** start Data shown **

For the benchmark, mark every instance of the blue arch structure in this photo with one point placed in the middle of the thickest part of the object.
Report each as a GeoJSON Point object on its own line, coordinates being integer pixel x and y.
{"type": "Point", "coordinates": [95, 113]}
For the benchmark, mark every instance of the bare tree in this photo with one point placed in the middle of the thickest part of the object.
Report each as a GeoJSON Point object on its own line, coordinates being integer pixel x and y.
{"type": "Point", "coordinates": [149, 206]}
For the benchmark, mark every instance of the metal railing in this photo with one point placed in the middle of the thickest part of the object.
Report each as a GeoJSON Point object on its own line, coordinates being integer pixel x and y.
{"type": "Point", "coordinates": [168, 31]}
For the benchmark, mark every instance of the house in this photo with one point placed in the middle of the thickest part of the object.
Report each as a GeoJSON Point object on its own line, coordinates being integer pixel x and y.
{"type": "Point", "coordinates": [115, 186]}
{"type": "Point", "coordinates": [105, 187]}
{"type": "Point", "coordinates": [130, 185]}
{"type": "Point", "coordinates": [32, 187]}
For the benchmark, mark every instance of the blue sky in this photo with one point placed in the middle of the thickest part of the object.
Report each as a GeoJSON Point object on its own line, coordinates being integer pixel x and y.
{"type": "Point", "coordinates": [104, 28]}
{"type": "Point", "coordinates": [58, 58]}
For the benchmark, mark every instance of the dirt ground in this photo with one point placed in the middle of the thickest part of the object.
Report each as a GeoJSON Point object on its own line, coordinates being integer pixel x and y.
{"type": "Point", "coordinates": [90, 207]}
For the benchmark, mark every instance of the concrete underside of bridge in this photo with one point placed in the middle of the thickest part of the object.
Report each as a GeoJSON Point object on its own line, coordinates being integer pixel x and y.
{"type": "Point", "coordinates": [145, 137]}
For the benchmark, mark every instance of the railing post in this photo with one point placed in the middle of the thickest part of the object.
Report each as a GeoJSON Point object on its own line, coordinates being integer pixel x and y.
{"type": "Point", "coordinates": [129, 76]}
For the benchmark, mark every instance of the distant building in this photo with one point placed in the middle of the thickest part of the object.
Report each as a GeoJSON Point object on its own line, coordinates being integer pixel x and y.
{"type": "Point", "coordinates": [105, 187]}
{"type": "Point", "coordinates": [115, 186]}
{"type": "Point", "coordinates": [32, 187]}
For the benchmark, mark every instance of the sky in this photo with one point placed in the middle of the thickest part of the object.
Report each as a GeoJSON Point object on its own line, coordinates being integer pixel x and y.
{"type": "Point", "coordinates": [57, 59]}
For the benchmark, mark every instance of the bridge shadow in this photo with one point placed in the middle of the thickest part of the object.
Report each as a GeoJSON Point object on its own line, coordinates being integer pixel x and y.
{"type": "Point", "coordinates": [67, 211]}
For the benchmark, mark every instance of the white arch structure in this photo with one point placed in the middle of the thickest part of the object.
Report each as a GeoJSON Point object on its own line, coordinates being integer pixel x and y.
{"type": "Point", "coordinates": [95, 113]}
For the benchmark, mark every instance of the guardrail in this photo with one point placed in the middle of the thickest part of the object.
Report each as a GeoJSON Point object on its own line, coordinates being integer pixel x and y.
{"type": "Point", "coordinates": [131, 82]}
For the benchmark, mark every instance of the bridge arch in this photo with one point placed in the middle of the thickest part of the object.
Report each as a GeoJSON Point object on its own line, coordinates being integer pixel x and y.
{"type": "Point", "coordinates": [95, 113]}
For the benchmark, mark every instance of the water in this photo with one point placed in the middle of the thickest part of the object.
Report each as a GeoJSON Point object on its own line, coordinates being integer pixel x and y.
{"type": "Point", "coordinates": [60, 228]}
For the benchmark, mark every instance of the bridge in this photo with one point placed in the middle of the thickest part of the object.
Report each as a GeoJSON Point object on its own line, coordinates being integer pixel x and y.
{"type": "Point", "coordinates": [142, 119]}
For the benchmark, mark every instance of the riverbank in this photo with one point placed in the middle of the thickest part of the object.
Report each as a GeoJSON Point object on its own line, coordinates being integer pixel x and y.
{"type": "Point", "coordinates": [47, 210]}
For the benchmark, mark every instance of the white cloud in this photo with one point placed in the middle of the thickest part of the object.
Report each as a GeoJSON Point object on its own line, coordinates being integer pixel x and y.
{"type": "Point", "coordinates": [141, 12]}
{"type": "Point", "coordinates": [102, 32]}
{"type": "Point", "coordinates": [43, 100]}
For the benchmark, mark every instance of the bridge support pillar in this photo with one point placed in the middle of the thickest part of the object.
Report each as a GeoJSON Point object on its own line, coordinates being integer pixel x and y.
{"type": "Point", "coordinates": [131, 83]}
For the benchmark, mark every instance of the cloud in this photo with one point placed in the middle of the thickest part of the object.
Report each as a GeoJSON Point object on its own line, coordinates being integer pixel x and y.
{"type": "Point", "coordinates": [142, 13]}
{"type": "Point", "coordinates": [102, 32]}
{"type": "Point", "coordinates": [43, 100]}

** end Data shown **

→ **Requirement**
Exactly as written, please output every entry.

→ **Output**
For the benchmark, mark every instance of the blue arch structure in this photo with one point placed in the middle of the thickest part of the object.
Report each as a GeoJSON Point object on its own line, coordinates being integer pixel x and y.
{"type": "Point", "coordinates": [95, 113]}
For the benchmark, mark every instance of the bare tree in this photo with one point placed in the middle of the thickest part of the object.
Report each as a GeoJSON Point object on its own line, coordinates being integer pixel x and y.
{"type": "Point", "coordinates": [149, 206]}
For the benchmark, mark every instance of the metal railing in this photo with one point placed in the middle of the thickest part of the object.
Report each as a GeoJSON Point object on its own line, coordinates being integer pixel x and y.
{"type": "Point", "coordinates": [168, 31]}
For the benchmark, mark every instance of the house in this photo with one point placed in the middle of the thickest part of the object.
Report each as a GeoJSON Point object on its own line, coordinates being integer pixel x and y.
{"type": "Point", "coordinates": [115, 186]}
{"type": "Point", "coordinates": [105, 187]}
{"type": "Point", "coordinates": [130, 185]}
{"type": "Point", "coordinates": [32, 187]}
For the benchmark, mark every instance of the blue sky in this photo with one point placed in the middle of the thickest part of the object.
Report each as a GeoJSON Point object on its own line, coordinates being integer pixel x and y.
{"type": "Point", "coordinates": [104, 28]}
{"type": "Point", "coordinates": [58, 58]}
For the benchmark, mark every instance of the dirt ground in this photo with one point placed in the middle of the thickest part of the object.
Report each as a GeoJSON Point object on its own line, coordinates being integer pixel x and y.
{"type": "Point", "coordinates": [90, 207]}
For the benchmark, mark every instance of the concrete underside of bridge in this photo with one point placed in the middle of the thickest part of the object.
Report each as a GeoJSON Point object on its own line, coordinates being integer pixel x and y.
{"type": "Point", "coordinates": [145, 137]}
For the benchmark, mark every instance of the railing post in this photo with one point placed in the middle of the thickest part of the object.
Report each as a GeoJSON Point object on its own line, coordinates being integer pixel x and y.
{"type": "Point", "coordinates": [129, 76]}
For the benchmark, mark every instance of the distant building in this photo with one point placed in the middle of the thickest part of the object.
Report each as a GeoJSON Point object on its own line, coordinates being integer pixel x and y.
{"type": "Point", "coordinates": [105, 187]}
{"type": "Point", "coordinates": [115, 186]}
{"type": "Point", "coordinates": [32, 187]}
For the benchmark, mark every instance of the sky in this photo with one point placed in the middle of the thickest part of the object.
Report each as a GeoJSON Point object on its own line, coordinates being integer pixel x and y.
{"type": "Point", "coordinates": [57, 59]}
For the benchmark, mark every instance of the bridge shadow in this photo with one point placed in the middle of the thickest part of the object.
Report each as a GeoJSON Point object on its own line, coordinates being integer pixel x and y.
{"type": "Point", "coordinates": [67, 211]}
For the benchmark, mark every instance of the white arch structure in this photo with one point placed in the middle of the thickest part of the object.
Report each as a GeoJSON Point object on its own line, coordinates being integer pixel x and y.
{"type": "Point", "coordinates": [95, 113]}
For the benchmark, mark every instance of the guardrail in this photo with one point placed in the middle of the thickest part of the object.
Report each as a GeoJSON Point object on its own line, coordinates being integer pixel x and y.
{"type": "Point", "coordinates": [131, 82]}
For the benchmark, mark every instance of the bridge arch in this photo with one point placed in the middle of the thickest part of the object.
Report each as a GeoJSON Point object on its own line, coordinates being integer pixel x and y.
{"type": "Point", "coordinates": [95, 113]}
For the benchmark, mark every instance of the water in this photo with one point placed in the middle of the thickest part of the object.
Report each as a GeoJSON Point object on its own line, coordinates being integer pixel x and y.
{"type": "Point", "coordinates": [60, 228]}
For the benchmark, mark every instance of the bridge in this photo with one point placed in the middle of the thickest part of the object.
Report each as a GeoJSON Point object on its own line, coordinates being integer pixel x and y.
{"type": "Point", "coordinates": [142, 119]}
For the benchmark, mark every instance of the riverbank in this photo with one point placed in the middle of the thickest part of the object.
Report each as a GeoJSON Point object on its own line, coordinates being integer pixel x and y.
{"type": "Point", "coordinates": [47, 210]}
For the benchmark, mark every instance of the white cloud in this photo with one point placed in the middle of the thickest part of the object.
Report each as a GeoJSON Point object on its own line, coordinates being integer pixel x and y.
{"type": "Point", "coordinates": [141, 12]}
{"type": "Point", "coordinates": [102, 32]}
{"type": "Point", "coordinates": [43, 100]}
For the benchmark, mark every instance of the bridge support pillar in this photo with one point placed in the middle of the thickest part of the object.
Report each as a GeoJSON Point object on its own line, coordinates being integer pixel x and y.
{"type": "Point", "coordinates": [131, 83]}
For the benchmark, mark every instance of the cloud in this photo with one point placed in the middle of the thickest part of the object.
Report each as a GeoJSON Point object on its own line, coordinates being integer pixel x and y.
{"type": "Point", "coordinates": [142, 13]}
{"type": "Point", "coordinates": [102, 32]}
{"type": "Point", "coordinates": [43, 100]}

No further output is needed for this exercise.